MATERIAL PROVIDED:

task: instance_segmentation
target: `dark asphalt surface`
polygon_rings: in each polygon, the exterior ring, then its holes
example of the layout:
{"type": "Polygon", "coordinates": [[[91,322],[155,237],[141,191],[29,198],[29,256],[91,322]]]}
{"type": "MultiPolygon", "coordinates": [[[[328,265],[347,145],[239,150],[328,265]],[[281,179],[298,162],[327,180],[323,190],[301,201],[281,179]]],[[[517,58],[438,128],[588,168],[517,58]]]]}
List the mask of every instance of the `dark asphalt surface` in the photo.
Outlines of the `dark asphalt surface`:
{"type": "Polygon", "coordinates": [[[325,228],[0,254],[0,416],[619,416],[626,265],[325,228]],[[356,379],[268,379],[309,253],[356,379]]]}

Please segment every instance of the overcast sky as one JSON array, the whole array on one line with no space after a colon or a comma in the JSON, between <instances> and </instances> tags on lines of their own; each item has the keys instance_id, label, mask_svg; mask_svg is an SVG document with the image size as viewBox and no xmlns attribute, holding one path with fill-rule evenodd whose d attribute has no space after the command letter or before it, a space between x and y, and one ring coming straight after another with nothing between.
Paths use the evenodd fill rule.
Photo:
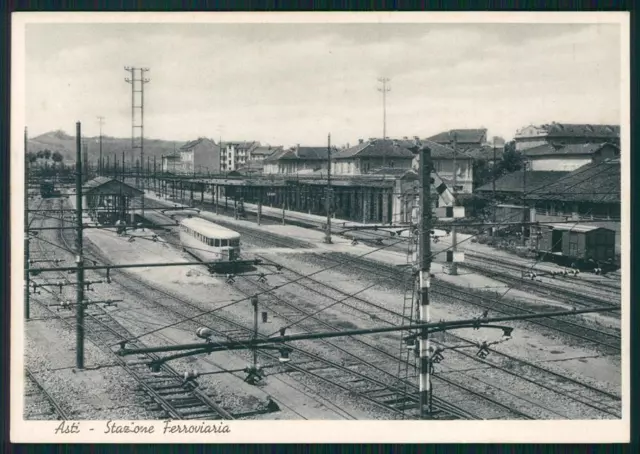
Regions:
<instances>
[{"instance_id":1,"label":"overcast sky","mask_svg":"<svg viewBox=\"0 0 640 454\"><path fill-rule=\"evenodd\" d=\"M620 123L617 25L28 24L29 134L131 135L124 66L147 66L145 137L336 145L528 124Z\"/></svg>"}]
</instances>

PROBLEM TO SOLVE: Where pictures occur in the material above, omit them and return everything else exactly.

OUTPUT OF THE EXERCISE:
task: instance_segmentation
target: `dark asphalt surface`
polygon_rings: in each polygon, the exterior ring, then its holes
example of the layout:
{"type": "Polygon", "coordinates": [[[91,322],[155,237],[141,191],[29,198],[29,256],[91,322]]]}
{"type": "MultiPolygon", "coordinates": [[[[328,265],[347,145],[239,150],[328,265]],[[281,179],[298,162],[327,180],[323,190],[301,201],[281,179]]],[[[517,58],[438,128],[588,168],[517,58]]]]}
List the mask of every instance of the `dark asphalt surface` in the photo.
Outlines of the `dark asphalt surface`:
{"type": "Polygon", "coordinates": [[[325,228],[0,254],[0,416],[619,416],[626,265],[325,228]],[[356,379],[268,379],[309,253],[356,379]]]}

Please segment every instance of the overcast sky as one JSON array, the whole array on one line with no space after a colon or a comma in the JSON, between <instances> and </instances> tags on lines of their own; each item has the keys instance_id, label, mask_svg; mask_svg is an SVG document with the image size as viewBox and no xmlns attribute, holding one path with fill-rule evenodd whose d attribute has no space after the command letter or before it, a space between x and y, and one ring coming straight after another with nothing between.
Paths use the evenodd fill rule.
Photo:
Regions:
<instances>
[{"instance_id":1,"label":"overcast sky","mask_svg":"<svg viewBox=\"0 0 640 454\"><path fill-rule=\"evenodd\" d=\"M620 123L617 25L28 24L29 134L131 135L124 66L147 66L145 137L336 145L528 124Z\"/></svg>"}]
</instances>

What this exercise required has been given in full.